■ Your task: Set down word for word the lines that begin the entries and run through the line containing "Each instance of the muddy". Give nothing further.

Data to use: Begin

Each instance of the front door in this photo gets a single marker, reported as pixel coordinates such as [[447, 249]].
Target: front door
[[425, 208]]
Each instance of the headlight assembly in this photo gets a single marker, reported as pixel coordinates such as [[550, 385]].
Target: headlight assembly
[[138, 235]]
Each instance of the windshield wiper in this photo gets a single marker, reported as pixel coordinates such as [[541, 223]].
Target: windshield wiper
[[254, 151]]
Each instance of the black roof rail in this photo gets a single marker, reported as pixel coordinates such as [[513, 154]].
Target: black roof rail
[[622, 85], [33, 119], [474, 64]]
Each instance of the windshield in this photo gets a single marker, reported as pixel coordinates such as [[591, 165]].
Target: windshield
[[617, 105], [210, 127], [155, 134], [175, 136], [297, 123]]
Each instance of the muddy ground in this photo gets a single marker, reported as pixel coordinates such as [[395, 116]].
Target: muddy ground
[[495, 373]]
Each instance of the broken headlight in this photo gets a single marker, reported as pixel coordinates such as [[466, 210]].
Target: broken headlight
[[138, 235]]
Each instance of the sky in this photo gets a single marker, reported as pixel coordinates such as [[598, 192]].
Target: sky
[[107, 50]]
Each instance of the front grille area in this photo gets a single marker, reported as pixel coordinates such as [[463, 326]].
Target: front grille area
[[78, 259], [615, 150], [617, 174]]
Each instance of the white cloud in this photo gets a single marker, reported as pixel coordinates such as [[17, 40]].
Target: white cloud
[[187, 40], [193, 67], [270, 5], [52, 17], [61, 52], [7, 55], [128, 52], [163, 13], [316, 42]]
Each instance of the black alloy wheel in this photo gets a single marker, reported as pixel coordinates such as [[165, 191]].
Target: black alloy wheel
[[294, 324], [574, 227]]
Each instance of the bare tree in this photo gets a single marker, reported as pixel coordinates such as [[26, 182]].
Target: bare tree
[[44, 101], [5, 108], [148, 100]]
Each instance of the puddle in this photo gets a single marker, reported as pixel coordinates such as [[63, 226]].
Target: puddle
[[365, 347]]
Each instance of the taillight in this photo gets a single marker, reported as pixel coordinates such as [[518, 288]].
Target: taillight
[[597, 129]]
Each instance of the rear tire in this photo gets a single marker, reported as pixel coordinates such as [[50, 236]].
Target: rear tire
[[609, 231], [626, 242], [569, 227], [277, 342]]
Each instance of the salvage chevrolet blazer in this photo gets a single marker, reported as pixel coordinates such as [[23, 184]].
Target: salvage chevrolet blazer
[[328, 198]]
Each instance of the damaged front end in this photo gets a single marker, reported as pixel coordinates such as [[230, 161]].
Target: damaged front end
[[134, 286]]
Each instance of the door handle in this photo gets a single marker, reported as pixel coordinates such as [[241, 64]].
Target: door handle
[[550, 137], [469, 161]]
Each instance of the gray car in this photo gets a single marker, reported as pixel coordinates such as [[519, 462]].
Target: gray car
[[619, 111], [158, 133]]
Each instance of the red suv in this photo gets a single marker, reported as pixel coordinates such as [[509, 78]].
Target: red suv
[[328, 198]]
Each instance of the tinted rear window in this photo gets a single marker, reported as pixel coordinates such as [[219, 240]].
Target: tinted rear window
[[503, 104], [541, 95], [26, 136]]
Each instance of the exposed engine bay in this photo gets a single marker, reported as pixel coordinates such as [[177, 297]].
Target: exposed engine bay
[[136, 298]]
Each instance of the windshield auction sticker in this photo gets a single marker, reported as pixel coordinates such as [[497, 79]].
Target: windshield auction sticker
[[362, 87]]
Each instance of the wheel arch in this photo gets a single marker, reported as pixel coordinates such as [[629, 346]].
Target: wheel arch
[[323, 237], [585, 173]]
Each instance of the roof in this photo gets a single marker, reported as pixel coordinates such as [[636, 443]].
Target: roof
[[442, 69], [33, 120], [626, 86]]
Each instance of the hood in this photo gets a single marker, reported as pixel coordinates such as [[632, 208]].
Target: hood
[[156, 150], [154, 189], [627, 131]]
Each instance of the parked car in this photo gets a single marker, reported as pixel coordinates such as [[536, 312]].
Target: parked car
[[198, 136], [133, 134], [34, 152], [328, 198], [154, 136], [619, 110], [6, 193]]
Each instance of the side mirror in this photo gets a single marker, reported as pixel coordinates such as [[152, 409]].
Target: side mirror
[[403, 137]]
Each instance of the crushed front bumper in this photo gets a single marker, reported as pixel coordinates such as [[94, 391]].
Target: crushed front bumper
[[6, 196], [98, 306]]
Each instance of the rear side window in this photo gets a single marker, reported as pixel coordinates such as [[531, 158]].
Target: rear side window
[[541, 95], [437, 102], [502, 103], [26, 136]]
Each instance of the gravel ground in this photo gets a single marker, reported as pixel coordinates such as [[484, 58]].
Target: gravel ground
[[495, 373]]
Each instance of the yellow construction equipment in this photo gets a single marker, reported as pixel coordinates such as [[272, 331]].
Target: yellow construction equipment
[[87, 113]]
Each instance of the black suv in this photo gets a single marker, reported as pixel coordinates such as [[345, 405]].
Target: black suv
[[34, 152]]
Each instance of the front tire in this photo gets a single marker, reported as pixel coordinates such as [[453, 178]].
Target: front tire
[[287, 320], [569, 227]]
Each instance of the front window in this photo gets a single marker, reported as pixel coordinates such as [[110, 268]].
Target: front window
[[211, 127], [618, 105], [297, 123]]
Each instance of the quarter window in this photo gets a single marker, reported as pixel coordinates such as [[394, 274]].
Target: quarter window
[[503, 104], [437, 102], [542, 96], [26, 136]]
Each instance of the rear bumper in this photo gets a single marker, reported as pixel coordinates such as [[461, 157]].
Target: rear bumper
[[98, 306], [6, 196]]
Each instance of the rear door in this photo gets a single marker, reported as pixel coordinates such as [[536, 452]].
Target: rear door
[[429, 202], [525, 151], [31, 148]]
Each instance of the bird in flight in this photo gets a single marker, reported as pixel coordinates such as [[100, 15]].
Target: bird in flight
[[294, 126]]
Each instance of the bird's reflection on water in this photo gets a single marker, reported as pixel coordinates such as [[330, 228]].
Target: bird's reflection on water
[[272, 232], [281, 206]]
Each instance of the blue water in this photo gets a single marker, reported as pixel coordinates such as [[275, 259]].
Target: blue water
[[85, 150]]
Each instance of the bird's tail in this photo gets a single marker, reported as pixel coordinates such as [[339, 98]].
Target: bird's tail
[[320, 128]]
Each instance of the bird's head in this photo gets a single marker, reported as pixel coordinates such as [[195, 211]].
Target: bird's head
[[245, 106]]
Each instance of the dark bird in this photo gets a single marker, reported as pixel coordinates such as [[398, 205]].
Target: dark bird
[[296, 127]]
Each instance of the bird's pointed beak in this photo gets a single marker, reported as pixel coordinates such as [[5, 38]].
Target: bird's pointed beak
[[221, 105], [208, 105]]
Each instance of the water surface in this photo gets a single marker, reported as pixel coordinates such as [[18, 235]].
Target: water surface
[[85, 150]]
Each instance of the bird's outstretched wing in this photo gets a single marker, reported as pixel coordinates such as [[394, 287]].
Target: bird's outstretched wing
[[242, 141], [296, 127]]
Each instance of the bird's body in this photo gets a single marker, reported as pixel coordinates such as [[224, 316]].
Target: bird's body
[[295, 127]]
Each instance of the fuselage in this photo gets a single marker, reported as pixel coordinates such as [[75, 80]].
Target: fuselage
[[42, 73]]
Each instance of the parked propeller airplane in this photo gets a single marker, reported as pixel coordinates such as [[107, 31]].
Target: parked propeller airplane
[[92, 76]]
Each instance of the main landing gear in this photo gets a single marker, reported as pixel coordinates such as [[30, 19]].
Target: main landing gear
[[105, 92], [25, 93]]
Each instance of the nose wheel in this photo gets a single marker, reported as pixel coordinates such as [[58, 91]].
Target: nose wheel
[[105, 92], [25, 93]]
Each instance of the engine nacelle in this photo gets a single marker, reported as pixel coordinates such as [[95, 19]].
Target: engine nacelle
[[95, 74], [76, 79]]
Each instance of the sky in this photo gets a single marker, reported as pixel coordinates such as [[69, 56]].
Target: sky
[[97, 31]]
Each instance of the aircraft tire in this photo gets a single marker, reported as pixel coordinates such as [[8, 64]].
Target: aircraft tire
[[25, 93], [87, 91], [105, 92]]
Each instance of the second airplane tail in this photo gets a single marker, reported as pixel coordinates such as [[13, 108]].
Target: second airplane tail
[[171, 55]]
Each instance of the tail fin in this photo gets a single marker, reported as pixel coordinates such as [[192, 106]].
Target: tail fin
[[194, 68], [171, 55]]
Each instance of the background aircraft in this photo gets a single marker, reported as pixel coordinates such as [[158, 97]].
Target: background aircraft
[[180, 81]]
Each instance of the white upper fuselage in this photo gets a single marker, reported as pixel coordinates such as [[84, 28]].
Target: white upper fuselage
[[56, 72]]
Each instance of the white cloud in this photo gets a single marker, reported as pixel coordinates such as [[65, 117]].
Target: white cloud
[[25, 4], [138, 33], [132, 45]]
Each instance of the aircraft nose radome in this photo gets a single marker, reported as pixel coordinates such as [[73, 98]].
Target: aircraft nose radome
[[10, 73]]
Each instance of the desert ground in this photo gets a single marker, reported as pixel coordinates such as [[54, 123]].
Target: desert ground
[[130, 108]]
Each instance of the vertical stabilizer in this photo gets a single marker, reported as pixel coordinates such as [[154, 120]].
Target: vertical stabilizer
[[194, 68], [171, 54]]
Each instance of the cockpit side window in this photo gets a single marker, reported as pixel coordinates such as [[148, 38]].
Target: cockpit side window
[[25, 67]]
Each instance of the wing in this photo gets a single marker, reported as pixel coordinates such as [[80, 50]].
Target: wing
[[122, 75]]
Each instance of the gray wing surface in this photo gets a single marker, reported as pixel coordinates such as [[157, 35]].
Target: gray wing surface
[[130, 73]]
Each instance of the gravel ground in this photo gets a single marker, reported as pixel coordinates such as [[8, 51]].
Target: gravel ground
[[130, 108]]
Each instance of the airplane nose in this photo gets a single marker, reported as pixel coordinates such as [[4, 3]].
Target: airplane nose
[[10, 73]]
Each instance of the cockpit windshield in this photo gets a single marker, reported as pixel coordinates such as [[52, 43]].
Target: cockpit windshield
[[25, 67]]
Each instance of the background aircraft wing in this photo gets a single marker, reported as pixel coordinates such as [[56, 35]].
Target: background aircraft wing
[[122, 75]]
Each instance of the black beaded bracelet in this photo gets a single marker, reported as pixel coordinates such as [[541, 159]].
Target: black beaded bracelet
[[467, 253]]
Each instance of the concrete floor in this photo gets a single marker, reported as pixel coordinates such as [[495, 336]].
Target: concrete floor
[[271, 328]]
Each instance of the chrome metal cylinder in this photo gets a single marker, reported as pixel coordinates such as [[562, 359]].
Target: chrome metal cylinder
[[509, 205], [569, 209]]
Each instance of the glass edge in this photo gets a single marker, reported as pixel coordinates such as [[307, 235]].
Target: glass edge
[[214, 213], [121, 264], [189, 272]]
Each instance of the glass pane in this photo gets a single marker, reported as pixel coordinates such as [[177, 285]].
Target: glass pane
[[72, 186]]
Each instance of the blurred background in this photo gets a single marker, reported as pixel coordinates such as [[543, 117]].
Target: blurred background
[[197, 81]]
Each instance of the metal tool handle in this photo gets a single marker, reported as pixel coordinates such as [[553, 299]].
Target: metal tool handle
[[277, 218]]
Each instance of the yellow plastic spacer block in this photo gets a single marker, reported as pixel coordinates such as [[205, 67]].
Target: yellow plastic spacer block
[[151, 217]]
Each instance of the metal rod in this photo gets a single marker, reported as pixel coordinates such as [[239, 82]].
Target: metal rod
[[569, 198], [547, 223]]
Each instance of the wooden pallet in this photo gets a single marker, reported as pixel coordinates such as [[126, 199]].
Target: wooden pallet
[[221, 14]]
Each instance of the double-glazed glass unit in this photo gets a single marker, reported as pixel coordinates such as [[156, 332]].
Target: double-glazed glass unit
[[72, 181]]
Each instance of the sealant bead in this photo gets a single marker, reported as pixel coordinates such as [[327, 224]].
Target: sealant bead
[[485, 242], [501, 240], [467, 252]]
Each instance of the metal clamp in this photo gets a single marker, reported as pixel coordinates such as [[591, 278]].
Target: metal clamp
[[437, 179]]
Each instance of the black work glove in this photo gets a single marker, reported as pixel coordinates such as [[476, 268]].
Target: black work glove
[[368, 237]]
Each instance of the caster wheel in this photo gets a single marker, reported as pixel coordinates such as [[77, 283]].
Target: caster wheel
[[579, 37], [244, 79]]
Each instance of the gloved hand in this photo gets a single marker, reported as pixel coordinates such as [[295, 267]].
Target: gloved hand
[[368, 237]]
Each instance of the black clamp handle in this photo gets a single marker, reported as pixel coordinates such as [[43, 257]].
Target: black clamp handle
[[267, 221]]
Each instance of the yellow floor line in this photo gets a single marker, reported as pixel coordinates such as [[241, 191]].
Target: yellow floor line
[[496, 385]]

Data to use: End

■ Result:
Each instance of the front door in this photo gets a single marker, reported as pixel coordinates such as [[447, 249]].
Target: front door
[[425, 208]]
Each instance of the headlight assembly in this photo gets a single marker, reported as pixel coordinates such as [[550, 385]].
Target: headlight assembly
[[138, 235]]
Each instance of the windshield wiper in this photo gets a single marker, reported as pixel coordinates such as [[541, 223]].
Target: windshield wiper
[[254, 151]]
Each instance of the black roof rail in this photo gets a single marker, reported as pixel coordinates such as [[513, 154]].
Target: black roof rail
[[622, 85], [33, 119], [474, 64]]
Each instance of the windshield in this photo gets a single marker, reported as pixel coordinates such as [[591, 165]].
Target: windshield
[[617, 105], [210, 127], [155, 134], [175, 136], [297, 123]]
Each instance of the muddy ground in this photo gets a single marker, reported as pixel coordinates such as [[395, 116]].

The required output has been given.